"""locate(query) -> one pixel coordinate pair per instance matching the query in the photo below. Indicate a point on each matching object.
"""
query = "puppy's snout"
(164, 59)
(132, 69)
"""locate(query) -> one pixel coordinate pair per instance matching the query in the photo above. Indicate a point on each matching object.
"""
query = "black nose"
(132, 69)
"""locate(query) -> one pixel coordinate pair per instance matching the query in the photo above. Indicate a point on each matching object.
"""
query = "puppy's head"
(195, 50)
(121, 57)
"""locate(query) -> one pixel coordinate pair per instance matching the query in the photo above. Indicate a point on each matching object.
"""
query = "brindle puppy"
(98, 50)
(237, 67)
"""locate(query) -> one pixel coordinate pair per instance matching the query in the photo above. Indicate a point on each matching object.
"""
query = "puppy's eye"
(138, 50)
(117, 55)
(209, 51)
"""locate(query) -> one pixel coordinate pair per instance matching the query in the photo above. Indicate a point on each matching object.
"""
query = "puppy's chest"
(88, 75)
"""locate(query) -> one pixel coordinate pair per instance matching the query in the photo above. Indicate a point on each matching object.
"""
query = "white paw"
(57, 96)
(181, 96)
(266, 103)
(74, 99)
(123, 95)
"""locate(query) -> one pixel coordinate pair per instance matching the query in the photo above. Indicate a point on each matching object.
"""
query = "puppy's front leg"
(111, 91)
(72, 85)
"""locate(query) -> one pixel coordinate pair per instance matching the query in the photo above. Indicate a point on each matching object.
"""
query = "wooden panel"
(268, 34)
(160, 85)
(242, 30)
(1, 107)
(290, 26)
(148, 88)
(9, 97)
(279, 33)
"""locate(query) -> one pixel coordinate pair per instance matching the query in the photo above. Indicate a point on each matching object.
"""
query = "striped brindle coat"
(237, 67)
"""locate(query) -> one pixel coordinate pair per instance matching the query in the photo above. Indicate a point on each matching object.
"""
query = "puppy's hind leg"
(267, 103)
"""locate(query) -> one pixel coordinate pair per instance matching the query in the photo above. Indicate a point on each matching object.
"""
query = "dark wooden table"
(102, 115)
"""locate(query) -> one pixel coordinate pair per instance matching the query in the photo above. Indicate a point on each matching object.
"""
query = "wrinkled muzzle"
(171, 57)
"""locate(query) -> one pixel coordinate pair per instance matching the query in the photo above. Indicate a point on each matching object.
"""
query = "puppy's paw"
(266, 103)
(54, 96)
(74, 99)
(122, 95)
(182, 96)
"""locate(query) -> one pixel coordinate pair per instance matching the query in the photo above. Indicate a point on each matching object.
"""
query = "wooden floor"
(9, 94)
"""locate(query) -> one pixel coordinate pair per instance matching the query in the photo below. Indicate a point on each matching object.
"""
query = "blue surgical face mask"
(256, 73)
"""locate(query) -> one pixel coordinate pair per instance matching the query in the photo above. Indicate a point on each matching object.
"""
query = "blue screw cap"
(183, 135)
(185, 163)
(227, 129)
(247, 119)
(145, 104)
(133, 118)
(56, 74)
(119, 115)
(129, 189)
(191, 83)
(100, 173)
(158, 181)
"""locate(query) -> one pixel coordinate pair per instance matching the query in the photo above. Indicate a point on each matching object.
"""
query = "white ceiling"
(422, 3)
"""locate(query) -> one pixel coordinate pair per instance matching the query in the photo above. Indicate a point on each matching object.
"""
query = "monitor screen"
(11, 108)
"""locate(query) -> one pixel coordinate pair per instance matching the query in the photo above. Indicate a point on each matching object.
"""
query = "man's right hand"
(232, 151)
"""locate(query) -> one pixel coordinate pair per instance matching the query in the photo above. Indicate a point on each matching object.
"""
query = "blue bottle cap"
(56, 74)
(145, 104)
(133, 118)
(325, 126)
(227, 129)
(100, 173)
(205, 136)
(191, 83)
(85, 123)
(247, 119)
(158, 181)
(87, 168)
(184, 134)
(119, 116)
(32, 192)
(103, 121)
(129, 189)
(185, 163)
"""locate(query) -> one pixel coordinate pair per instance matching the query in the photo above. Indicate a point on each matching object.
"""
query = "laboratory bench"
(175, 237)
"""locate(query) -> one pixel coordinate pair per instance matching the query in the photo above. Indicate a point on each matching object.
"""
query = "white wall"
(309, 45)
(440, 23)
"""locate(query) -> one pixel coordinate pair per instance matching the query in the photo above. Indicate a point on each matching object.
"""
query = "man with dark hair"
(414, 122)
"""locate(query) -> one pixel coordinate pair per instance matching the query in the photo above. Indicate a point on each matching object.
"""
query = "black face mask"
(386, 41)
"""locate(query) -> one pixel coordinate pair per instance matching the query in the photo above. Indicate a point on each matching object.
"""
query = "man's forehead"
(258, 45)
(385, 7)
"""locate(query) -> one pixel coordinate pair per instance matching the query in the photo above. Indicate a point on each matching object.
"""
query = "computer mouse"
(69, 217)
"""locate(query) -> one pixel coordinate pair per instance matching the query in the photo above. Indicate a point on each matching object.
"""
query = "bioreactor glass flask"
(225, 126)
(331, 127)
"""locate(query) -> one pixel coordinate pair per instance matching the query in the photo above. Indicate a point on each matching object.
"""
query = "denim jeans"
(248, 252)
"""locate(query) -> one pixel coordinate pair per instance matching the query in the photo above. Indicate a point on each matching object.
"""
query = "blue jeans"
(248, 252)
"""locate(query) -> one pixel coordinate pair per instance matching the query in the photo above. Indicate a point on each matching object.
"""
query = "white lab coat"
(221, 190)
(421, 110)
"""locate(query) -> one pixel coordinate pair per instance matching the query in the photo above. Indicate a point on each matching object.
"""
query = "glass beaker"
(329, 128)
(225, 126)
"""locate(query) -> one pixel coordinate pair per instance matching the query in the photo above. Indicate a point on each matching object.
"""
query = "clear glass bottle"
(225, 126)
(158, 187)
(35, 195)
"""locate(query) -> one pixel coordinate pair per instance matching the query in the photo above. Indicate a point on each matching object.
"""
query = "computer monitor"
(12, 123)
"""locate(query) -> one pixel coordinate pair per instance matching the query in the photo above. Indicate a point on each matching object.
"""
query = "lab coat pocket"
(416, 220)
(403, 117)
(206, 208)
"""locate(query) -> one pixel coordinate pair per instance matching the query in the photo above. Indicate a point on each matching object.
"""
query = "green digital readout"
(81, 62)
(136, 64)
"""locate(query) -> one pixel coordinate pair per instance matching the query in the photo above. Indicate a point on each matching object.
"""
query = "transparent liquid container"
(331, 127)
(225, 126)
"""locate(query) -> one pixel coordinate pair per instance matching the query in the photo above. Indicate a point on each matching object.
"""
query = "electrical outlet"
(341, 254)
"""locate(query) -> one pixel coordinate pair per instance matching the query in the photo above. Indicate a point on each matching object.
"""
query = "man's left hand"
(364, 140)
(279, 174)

--------------------

◆ Given request
Copy down the material exactly as written.

◆ Exercise output
"""locate(query) -> one pixel coordinate pair per instance matching the query in the photo below. Indicate a point on each matching object.
"""
query = "puppy's snout"
(164, 59)
(132, 69)
"""locate(query) -> one pixel coordinate pair per instance matching the query in the photo above. Indicate a point on each matching object.
"""
query = "black nose"
(132, 69)
"""locate(query) -> one pixel coordinate pair per instance matching the query in the photo above. Indicate a point on each matching object.
"""
query = "puppy's head"
(195, 50)
(121, 57)
"""locate(query) -> one pixel coordinate pair per instance matching the query in the photo above. Indicate a point on each matching object.
"""
query = "brindle puppy"
(98, 50)
(237, 67)
"""locate(query) -> one pixel coordinate pair per instance matching the query in the photo above. Indicate a point on each matching object.
"""
query = "puppy's eye"
(138, 50)
(117, 55)
(209, 51)
"""locate(query) -> one pixel coordinate pair per instance matching the query in the photo above. Indicate a point on each matching object.
"""
query = "puppy's chest"
(88, 75)
"""locate(query) -> one pixel coordinate pair per instance matching the query in the photo above. Indicate a point on each matching object.
"""
query = "white paw"
(57, 96)
(181, 96)
(266, 103)
(74, 99)
(123, 95)
"""locate(query) -> one pixel coordinate pair per instance matching the query in the photo above. Indicate a point on each matching object.
"""
query = "puppy's front leg"
(111, 91)
(72, 85)
"""locate(query) -> one pixel coordinate pair per instance matching the query in the photo above. Indicate a point on each matching object.
"""
query = "wooden panel"
(268, 34)
(160, 85)
(242, 30)
(1, 107)
(290, 26)
(148, 88)
(9, 97)
(279, 33)
"""locate(query) -> one pixel coordinate pair per instance matching the query in the photo above. Indicate a point on each matching object.
"""
query = "striped brindle coat"
(237, 67)
"""locate(query) -> one pixel coordinate pair per instance matching the query in the photo above. Indicate a point on each matching object.
"""
query = "puppy's hind leg"
(267, 103)
"""locate(query) -> one pixel coordinate pair per instance matching the query in the photo above. Indicate a point on each matching object.
"""
query = "dark wooden table"
(102, 115)
"""locate(query) -> one pixel coordinate pair per instance matching the query in the photo above. Indicate a point on each matching object.
"""
query = "wrinkled muzzle"
(171, 57)
"""locate(query) -> one pixel coordinate pair per instance matching the query in the photo above. Indicate a point on each matching object.
"""
query = "puppy's paw"
(266, 103)
(54, 96)
(74, 99)
(122, 95)
(182, 96)
"""locate(query) -> one pixel coordinate pair per instance matching the query in the photo above. Indicate a point on each matching object.
"""
query = "wooden floor"
(9, 94)
"""locate(query) -> one pixel coordinate pair per instance matching the query in the photo below. Indicate a point on each matching object.
"""
query = "blue surgical face mask"
(256, 73)
"""locate(query) -> one pixel coordinate pair per instance matching the query in the photo above. Indicate a point on each matching object.
"""
query = "blue screw cap"
(183, 135)
(185, 163)
(227, 129)
(247, 119)
(145, 104)
(133, 118)
(56, 74)
(119, 115)
(129, 189)
(191, 83)
(100, 173)
(158, 181)
"""locate(query) -> one pixel coordinate pair per instance matching the query in the photo above. Indicate a point on each matching object.
"""
query = "white ceiling"
(422, 3)
"""locate(query) -> one pixel coordinate pair per instance matching the query in the photo above. Indicate a point on each matching object.
"""
query = "monitor screen"
(11, 108)
"""locate(query) -> one pixel coordinate pair per instance matching the query in the photo above. Indicate a point on each matching object.
"""
query = "man's right hand"
(232, 151)
"""locate(query) -> one pixel coordinate pair per instance matching the query in the photo above. Indicate a point on each matching object.
"""
query = "blue bottle cap"
(56, 74)
(145, 104)
(133, 118)
(325, 126)
(227, 129)
(100, 173)
(205, 136)
(191, 83)
(85, 123)
(247, 119)
(158, 181)
(87, 168)
(184, 134)
(119, 116)
(32, 192)
(103, 121)
(129, 189)
(185, 163)
"""locate(query) -> one pixel coordinate pair per instance matching the query in the photo above. Indicate a point on each matching object.
"""
query = "laboratory bench"
(175, 237)
"""locate(query) -> one pixel coordinate pair per instance matching the query in the photo above. Indicate a point on each matching object.
"""
query = "white wall"
(309, 45)
(440, 23)
"""locate(query) -> one pixel coordinate pair per instance matching the query in the photo above. Indicate a point on each matching object.
"""
query = "man with dark hair"
(414, 122)
"""locate(query) -> one pixel coordinate pair per instance matching the query in the photo above. Indicate a point on each matching object.
"""
query = "black face mask"
(386, 41)
"""locate(query) -> one pixel coordinate pair per instance matching the query in the photo above. Indicate a point on each matching object.
"""
query = "man's forehead"
(258, 45)
(385, 7)
"""locate(query) -> one pixel coordinate pair per instance matching the query in the photo above. Indicate a point on each matching object.
"""
query = "computer mouse"
(69, 217)
"""locate(query) -> one pixel coordinate pair per instance matching the query in the photo above. Indicate a point on each matching object.
"""
query = "bioreactor glass flask"
(225, 126)
(331, 127)
"""locate(query) -> one pixel coordinate pair per instance matching the query in the photo above. Indicate a point on each matching object.
"""
query = "denim jeans"
(248, 252)
"""locate(query) -> one pixel coordinate pair per instance matching the query in the photo above. Indicate a point on each matching object.
"""
query = "blue jeans"
(248, 252)
"""locate(query) -> one pixel coordinate pair per instance matching the query in the photo above. Indicate a point on each matching object.
"""
query = "white lab coat"
(221, 190)
(421, 110)
"""locate(query) -> one pixel coordinate pair per instance matching the query in the photo above. Indicate a point on each matching object.
"""
query = "glass beaker"
(329, 128)
(225, 126)
"""locate(query) -> one pixel coordinate pair per instance matching the query in the photo above. Indicate a point on each matching object.
"""
query = "clear glass bottle"
(225, 126)
(158, 187)
(35, 195)
"""locate(query) -> one pixel coordinate pair per instance matching the query in the photo above. Indicate a point on each matching object.
"""
query = "computer monitor"
(12, 123)
"""locate(query) -> one pixel coordinate pair per instance matching the query in the photo above. Indicate a point on each matching object.
"""
query = "lab coat pocket"
(416, 220)
(403, 117)
(206, 208)
"""locate(query) -> one pixel coordinate pair per instance matching the query in the photo above. Indicate a point on each matching object.
"""
query = "green digital readout"
(81, 62)
(136, 64)
"""locate(query) -> one pixel coordinate pair per instance matching the query in the photo above. Indicate a point on each matching object.
"""
query = "transparent liquid container"
(331, 127)
(225, 126)
"""locate(query) -> one pixel coordinate pair per instance matching the query in the photo above. Indicate a point on each matching object.
"""
query = "electrical outlet"
(341, 254)
"""locate(query) -> one pixel coordinate pair per instance matching the query in the photo above. Indicate a point on each matching object.
"""
query = "man's left hand"
(364, 140)
(279, 174)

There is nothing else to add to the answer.